» BRANO SCELTO

L’OSTE

Ad un certo punto della strada provinciale che da Gimigliano conduce a Cicala, precisamente nella zona dov’è il Santuario della Vergine di Porto, a sinistra da chi venga da Gimigliano si apre una stradella comunale di modica larghezza e assai breve. Lungo questa stradella c’è il fabbricato di Saverio Paonessa nel quale a pian terreno si trova un locale adibito a mescita di vini e a spaccio di sale e tabacchi, mentre al piano superiore si trova l’abitazione dell’oste. La stradella poi continua a scendere, divenendo sempre più scomoda, sino a ridursi, nell’ultimo tratto, ad un angusto e malagevole viottolo scavato nel masso, che porta a un piano sottostante dove corre il binario delle Ferrovie Calabro-Lucane. Alla stessa stradella, tra l’imbocco e il fabbricato, corre parallela per pochi metri, sottostante ad essa di un paio di metri, una striscia di terreno larga poco più di un metro. Dall’estremo margine di questa striscia, dove vegetano rigogliosi roveti, comincia a svolgersi, con pauroso andamento quasi perpendicolare a picco, un precipizio che in linea verticale misura 18 metri sino al suo piede, che è sullo stesso piano del binario, dal quale è separato dal brecciame delle rotaie e da una cunetta, larga meno di 50 centimetri e profonda da 5 a 10 centimetri. Nel suo ultimo tratto inferiore il precipizio è costituito da un muro di sostegno alto circa 2 metri ed è appunto in questo muro che la cunetta ha uno dei suoi margini, vale a dire il suo margine a monte.

Vi chiederete il perché di questa particolareggiata descrizione, bene: la mattina del 14 aprile 1947 alcuni operai che stanno andando al lavoro rinvengono, sulla stretta striscia di terreno sottostante alla stradella comunale, un cappello poggiato a terra con la cupola in alto e vicino a questo un fiasco, senza turacciolo, quasi pieno di vino. Strano. Arrivati alla linea ferrata, nella cunetta ai piedi del precipizio trovano il cadavere di Giuseppe Paonessa, che giace supino con la testa scoperta ed in parte immersa nella melma causata dalle recenti piogge. Ben composto, le braccia in avanti adagiate sul petto, le gambe distese. Gli operai corrono in paese ad avvisare i Carabinieri e quando sul posto arriva il Maresciallo Golia trova la posizione del cadavere molto strana, quasi come se fosse stato ricomposto per essere messo in una bara. Ma ci sono il cappello ed il fiasco di vino che fanno pensare che il morto potesse essere stato nella cantina ed essere ubriaco. E ovviamente, il primo ad essere ascoltato è l’oste:

Ieri sera verso le otto e mezza Giuseppe Paonessa, proveniente da Gimigliano, è entrato e mi ha chiesto due litri di vino da portare in famiglia e siccome non lo aveva, gli ho prestato anche il fiasco. Nel frattempo si è trattenuto circa un quarto d’ora con Pietro Paonessa, Saverino Paonessa e Giuseppe Fragiacomo bevendo anche un quarto di vino. Poi ho chiuso e sono usciti tutti. I due giovani Paonessa e Fragiacomo sono andati verso la ferrovia, Giuseppe Paonessa è andato verso la strada provinciale per tornare a casa.

» DATI RACCOLTI

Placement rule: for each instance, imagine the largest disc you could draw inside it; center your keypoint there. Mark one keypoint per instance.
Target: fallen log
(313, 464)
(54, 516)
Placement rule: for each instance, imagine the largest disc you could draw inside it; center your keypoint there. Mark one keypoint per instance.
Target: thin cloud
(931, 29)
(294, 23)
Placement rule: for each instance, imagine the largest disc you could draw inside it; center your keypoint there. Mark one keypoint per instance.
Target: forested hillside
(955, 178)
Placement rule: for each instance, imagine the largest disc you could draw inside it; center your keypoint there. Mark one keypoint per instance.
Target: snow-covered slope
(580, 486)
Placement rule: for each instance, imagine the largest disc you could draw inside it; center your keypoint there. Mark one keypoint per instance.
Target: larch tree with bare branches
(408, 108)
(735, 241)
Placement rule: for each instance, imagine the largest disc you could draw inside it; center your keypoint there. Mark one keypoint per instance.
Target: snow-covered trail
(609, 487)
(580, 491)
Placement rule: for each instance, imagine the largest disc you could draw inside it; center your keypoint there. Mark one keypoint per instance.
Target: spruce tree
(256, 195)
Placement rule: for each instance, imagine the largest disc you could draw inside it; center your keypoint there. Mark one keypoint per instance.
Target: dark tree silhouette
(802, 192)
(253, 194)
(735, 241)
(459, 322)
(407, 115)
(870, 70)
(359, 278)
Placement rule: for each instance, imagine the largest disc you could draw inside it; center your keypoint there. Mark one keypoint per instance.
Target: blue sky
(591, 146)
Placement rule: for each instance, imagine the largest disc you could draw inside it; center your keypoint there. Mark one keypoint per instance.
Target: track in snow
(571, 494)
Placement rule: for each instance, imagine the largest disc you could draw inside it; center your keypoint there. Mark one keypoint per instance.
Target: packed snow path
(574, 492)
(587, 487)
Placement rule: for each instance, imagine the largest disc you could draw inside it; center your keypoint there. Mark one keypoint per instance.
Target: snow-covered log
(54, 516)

» CONSEGNA
Riporta il brano da "Ieri sera verso" a "tornare a casa.", estremi inclusi, mettendo "bottiglione" al posto di "fiasco".

» RISPOSTA
Ieri sera verso le otto e mezza Giuseppe Paonessa, proveniente da Gimigliano, è entrato e mi ha chiesto due litri di vino da portare in famiglia e siccome non lo aveva, gli ho prestato anche il bottiglione. Nel frattempo si è trattenuto circa un quarto d’ora con Pietro Paonessa, Saverino Paonessa e Giuseppe Fragiacomo bevendo anche un quarto di vino. Poi ho chiuso e sono usciti tutti. I due giovani Paonessa e Fragiacomo sono andati verso la ferrovia, Giuseppe Paonessa è andato verso la strada provinciale per tornare a casa.